→ **PROBLEM**
In the lines below, find the one that contains "Tag the window sill" and write it out exactly, along with every line that follows it.
++++ DATA
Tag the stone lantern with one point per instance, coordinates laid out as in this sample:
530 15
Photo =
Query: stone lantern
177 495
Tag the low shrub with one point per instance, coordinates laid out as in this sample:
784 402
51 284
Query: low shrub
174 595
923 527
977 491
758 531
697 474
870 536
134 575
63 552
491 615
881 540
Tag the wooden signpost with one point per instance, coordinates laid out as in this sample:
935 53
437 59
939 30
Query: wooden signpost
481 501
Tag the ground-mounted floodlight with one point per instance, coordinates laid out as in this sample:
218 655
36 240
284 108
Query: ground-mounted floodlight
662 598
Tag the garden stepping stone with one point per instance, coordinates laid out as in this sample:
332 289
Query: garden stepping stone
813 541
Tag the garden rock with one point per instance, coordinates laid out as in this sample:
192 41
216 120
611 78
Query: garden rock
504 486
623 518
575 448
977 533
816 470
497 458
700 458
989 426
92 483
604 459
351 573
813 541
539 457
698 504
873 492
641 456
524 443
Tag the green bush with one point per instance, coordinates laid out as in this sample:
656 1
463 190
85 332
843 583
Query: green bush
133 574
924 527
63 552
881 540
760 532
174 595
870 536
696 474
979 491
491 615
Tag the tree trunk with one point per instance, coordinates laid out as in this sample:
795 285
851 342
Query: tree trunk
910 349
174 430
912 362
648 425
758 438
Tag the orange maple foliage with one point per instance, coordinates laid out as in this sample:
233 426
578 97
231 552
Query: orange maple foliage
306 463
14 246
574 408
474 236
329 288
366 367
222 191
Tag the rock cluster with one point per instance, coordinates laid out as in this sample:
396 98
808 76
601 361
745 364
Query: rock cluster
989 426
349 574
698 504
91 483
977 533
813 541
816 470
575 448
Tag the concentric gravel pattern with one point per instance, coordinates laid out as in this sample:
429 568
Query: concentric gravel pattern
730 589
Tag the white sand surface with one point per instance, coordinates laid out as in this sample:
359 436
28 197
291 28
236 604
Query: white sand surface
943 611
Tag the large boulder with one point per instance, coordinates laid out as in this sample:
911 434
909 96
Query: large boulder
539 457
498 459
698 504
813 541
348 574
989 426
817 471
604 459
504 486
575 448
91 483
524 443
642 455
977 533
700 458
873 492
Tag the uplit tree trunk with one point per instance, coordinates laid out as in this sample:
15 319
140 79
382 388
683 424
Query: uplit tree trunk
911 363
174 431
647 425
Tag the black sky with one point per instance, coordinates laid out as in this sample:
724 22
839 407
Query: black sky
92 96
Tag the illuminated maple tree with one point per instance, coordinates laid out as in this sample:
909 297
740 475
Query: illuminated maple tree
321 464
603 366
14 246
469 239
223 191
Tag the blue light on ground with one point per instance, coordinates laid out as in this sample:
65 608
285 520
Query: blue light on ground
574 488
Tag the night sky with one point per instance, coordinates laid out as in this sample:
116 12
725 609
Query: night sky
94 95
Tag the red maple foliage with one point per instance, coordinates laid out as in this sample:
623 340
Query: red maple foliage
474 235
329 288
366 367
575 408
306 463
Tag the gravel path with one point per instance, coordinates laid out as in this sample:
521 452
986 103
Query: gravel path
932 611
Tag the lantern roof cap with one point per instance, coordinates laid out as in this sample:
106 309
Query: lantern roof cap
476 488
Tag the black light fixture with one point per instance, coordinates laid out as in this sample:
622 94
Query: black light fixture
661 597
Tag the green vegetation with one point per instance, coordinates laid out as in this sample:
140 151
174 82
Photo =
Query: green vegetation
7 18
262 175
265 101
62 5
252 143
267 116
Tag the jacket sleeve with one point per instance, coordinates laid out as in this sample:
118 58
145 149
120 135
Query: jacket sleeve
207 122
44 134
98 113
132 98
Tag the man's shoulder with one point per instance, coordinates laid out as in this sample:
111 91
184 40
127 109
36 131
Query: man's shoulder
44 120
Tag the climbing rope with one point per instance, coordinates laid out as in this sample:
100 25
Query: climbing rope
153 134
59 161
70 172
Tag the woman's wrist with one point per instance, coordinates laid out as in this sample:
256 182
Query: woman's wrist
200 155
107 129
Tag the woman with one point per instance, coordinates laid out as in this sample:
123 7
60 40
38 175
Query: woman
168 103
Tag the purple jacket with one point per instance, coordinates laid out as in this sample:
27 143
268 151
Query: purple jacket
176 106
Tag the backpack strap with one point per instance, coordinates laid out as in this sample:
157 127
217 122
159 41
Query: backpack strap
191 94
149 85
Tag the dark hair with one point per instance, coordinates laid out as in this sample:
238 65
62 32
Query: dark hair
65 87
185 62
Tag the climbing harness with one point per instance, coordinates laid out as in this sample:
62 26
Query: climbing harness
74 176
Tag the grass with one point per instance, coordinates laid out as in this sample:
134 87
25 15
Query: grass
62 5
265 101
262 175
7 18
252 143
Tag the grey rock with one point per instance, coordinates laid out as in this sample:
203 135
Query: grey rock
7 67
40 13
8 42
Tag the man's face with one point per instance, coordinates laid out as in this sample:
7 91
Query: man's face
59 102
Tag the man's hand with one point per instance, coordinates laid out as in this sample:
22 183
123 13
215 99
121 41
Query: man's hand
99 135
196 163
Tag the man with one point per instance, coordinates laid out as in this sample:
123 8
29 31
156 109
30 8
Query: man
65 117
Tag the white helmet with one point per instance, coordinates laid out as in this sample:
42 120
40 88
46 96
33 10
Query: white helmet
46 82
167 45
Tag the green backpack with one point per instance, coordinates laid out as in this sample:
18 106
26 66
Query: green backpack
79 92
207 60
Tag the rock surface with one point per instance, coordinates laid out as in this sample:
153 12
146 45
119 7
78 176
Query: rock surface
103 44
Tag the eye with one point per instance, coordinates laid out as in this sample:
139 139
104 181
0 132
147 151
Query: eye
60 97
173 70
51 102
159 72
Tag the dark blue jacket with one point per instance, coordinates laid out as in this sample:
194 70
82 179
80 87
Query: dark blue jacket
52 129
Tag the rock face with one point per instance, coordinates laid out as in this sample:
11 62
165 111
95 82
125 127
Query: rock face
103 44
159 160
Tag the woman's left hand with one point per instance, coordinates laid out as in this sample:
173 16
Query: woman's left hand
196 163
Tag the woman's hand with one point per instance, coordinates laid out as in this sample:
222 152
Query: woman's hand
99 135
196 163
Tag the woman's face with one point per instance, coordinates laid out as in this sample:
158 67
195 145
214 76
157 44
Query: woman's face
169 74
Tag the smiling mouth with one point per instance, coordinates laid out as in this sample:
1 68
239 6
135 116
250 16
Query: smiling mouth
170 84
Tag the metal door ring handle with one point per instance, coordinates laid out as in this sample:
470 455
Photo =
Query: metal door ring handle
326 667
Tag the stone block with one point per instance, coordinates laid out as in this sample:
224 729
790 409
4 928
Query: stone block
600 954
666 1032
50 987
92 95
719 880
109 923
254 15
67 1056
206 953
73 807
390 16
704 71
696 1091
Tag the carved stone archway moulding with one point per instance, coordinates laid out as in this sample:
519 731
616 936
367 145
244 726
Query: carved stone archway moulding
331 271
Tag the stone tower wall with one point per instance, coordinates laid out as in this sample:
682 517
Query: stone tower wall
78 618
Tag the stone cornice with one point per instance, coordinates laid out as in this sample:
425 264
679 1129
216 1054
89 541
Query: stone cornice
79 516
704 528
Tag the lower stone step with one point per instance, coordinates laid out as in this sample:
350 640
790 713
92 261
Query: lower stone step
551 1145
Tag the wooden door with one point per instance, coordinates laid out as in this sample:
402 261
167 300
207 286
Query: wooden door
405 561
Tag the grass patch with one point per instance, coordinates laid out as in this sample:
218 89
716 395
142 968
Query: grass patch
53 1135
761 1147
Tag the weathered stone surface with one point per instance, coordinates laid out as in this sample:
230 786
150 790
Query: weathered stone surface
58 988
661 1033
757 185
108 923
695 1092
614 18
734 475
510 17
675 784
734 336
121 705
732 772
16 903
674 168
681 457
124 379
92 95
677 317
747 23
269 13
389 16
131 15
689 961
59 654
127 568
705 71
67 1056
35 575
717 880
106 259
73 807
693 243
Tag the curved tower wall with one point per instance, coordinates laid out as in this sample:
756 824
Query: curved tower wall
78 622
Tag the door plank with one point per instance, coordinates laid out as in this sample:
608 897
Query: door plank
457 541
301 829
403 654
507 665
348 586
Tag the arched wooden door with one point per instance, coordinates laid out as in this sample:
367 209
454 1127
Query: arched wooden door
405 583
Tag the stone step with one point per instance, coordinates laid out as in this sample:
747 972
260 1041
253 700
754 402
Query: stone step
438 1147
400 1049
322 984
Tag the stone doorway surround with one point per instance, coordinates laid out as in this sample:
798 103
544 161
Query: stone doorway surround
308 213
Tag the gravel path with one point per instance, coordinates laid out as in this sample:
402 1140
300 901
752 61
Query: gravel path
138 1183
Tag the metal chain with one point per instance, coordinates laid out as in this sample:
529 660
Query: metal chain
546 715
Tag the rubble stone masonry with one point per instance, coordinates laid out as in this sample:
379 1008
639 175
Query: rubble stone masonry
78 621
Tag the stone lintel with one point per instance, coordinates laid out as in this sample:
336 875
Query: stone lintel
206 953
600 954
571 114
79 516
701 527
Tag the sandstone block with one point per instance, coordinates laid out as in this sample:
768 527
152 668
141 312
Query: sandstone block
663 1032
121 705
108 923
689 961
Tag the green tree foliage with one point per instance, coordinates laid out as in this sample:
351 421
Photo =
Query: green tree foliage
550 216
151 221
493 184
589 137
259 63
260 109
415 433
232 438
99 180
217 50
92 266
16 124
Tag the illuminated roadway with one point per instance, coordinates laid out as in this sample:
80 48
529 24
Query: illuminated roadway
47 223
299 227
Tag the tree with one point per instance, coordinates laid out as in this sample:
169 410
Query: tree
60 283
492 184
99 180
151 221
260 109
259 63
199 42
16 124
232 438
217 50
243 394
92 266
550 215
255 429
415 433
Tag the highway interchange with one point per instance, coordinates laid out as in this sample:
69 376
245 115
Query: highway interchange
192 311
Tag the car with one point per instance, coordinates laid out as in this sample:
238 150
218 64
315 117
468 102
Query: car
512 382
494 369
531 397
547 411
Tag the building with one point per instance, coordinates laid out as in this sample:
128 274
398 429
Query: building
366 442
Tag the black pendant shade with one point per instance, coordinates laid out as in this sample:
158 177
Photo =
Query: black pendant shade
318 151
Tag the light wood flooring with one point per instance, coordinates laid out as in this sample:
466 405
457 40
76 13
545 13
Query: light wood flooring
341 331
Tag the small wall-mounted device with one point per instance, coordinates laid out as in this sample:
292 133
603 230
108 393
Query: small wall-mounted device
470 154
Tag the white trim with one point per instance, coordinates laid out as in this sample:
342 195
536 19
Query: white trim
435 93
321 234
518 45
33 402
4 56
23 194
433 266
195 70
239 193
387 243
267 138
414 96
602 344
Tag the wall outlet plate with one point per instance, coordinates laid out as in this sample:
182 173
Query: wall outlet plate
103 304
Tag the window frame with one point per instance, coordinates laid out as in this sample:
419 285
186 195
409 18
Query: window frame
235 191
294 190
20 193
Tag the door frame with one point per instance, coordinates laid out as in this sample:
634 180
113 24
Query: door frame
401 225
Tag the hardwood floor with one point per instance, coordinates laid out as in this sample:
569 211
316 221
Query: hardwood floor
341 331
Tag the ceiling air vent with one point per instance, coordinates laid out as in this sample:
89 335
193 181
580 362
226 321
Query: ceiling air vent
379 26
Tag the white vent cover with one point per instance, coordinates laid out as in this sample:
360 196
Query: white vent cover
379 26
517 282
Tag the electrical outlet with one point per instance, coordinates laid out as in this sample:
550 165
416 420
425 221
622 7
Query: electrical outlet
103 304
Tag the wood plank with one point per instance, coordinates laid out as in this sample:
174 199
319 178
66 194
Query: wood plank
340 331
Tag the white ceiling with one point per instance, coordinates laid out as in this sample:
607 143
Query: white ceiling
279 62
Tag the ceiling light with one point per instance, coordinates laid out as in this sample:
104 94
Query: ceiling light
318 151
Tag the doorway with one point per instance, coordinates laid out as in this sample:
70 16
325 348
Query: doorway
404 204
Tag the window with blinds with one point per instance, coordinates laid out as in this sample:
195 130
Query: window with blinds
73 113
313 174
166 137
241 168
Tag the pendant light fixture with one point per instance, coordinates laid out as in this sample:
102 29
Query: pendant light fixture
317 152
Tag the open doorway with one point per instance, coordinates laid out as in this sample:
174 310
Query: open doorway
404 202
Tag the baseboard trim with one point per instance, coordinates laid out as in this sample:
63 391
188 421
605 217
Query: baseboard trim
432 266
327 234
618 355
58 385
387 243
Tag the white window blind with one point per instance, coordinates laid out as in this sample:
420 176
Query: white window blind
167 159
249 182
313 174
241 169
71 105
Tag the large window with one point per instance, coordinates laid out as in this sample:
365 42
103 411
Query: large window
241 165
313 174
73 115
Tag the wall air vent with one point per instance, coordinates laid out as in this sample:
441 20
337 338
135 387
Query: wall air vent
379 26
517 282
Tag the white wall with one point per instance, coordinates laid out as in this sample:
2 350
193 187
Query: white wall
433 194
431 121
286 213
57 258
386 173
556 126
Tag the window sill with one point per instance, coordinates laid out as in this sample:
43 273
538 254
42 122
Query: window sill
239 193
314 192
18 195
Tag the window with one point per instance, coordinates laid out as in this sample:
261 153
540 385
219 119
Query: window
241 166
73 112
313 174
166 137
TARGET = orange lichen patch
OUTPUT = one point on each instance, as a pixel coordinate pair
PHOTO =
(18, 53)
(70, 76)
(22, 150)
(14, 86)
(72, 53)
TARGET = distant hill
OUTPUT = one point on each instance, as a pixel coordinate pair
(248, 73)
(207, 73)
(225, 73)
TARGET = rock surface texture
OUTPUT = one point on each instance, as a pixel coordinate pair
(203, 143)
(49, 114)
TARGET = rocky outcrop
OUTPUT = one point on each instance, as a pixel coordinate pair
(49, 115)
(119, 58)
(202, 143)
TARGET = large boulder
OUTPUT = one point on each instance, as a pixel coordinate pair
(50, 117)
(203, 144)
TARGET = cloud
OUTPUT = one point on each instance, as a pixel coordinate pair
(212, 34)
++++++++
→ **COMPLETE ANSWER**
Tag the window sill with one point per instance, coordinates laid out as in this sample:
43 273
538 254
42 122
Query: window sill
239 193
314 192
18 195
Tag the window with one point per instance, coordinates laid out as in this sample:
261 153
540 385
219 119
Query: window
241 166
73 112
313 174
166 137
TARGET = orange lichen patch
OUTPUT = one point on each instance, as a pixel coordinate pair
PHOTO =
(18, 53)
(70, 76)
(22, 150)
(14, 86)
(72, 53)
TARGET = distant hill
OUTPUT = one point on each instance, as a pixel coordinate pair
(248, 73)
(207, 73)
(225, 73)
TARGET = rock surface texture
OUTPUT = one point on each instance, as a pixel coordinate pair
(203, 143)
(49, 114)
TARGET = rocky outcrop
OUTPUT = one point on each instance, as a pixel coordinate pair
(49, 115)
(119, 58)
(202, 143)
TARGET = large boulder
OUTPUT = one point on each instance, as a pixel coordinate pair
(50, 117)
(203, 144)
TARGET = cloud
OUTPUT = one point on each instance, as a pixel coordinate pair
(212, 34)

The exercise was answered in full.